[TASK DESCRIPTION]
The whole listing is to be repeated exactly. Add nothing.

** DATASET RECORDS follows **

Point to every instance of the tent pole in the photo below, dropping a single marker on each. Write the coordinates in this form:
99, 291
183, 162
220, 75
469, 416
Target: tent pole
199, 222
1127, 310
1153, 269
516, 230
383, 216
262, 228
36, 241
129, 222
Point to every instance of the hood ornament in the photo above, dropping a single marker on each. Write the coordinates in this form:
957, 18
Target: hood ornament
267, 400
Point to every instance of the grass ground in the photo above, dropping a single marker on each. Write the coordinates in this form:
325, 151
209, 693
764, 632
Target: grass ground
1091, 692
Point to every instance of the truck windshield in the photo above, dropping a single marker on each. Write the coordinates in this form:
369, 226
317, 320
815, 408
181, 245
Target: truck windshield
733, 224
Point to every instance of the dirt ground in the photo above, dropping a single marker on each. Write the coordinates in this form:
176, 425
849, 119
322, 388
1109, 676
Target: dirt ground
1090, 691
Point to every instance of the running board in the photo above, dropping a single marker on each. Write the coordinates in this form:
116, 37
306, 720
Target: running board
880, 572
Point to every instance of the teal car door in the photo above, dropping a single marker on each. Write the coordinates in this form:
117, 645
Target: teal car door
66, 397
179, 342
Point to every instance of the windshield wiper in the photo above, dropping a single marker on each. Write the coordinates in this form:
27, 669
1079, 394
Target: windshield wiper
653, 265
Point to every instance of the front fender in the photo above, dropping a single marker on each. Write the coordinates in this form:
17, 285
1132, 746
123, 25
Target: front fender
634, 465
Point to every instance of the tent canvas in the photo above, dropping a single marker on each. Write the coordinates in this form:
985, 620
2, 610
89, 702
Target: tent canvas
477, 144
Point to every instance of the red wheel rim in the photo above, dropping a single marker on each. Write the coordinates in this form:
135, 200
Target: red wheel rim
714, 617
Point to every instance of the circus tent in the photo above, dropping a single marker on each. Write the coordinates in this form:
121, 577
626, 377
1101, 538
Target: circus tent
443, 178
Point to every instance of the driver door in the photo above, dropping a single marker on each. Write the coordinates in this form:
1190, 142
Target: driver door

** End of DATASET RECORDS **

[TASK ANSWER]
Point to every instance of the tent pole in the photo below, dropping a single marker on each. Write the coordinates in this form:
99, 291
183, 162
220, 75
469, 416
Target: tent pole
199, 222
1127, 310
1153, 269
516, 230
383, 216
262, 228
36, 241
129, 222
Point to every instance of the hood ornament in the photo above, dropping a single marker on each. Write the coordinates in this form:
957, 18
Target: hood ornament
267, 400
Point to every instance of the grass ground in the photo above, dropping a single marker on each. Write the coordinates in this form:
325, 151
209, 693
764, 632
Target: grass ground
1091, 692
Point to every instance of the truck windshield in the photo above, dropping a single marker on each. Write the coordinates in this form:
369, 226
317, 320
815, 408
181, 245
Target: truck windshield
733, 224
Point to every instance of the dirt ground in the photo above, dropping a single marker on each. Write the coordinates in this form:
176, 425
849, 119
322, 388
1109, 676
Target: dirt ground
1090, 691
Point to every instance of the running board in the photo above, dropping a single marker on each. Write the coordinates in this form:
116, 37
306, 720
Target: running board
880, 572
Point to every instance of the teal car door in the photo above, dropping a single marker on each. Write the coordinates in this form:
117, 645
Target: teal car door
66, 397
179, 342
Point to every instance of the windshield wiper in the photo above, dropping a single marker on each. Write the coordinates in this form:
27, 669
1079, 394
Target: windshield wiper
653, 265
Point to every instance of the front fender in the photo above, dropping a single marker on each. Write the coordinates in this form:
17, 285
1132, 746
123, 25
Target: front fender
634, 465
Point to every instance of the tent canvas in the photo above, dropping a single marker on each. Write the coordinates in this form:
985, 620
2, 610
89, 702
Target: tent canvas
477, 144
Point to every instance of the red wheel rim in the photo above, dropping a single marker on each. Write the coordinates in this form:
135, 200
Target: red wheel rim
714, 617
Point to every instance of the circus tent in the photo above, dropping a single marker on each. Write the coordinates in this form:
121, 577
626, 377
1101, 538
Target: circus tent
443, 178
Point to every instance of the driver door in the photo above, dropping a single marker on each. Write the coordinates in this form:
1190, 142
Target: driver door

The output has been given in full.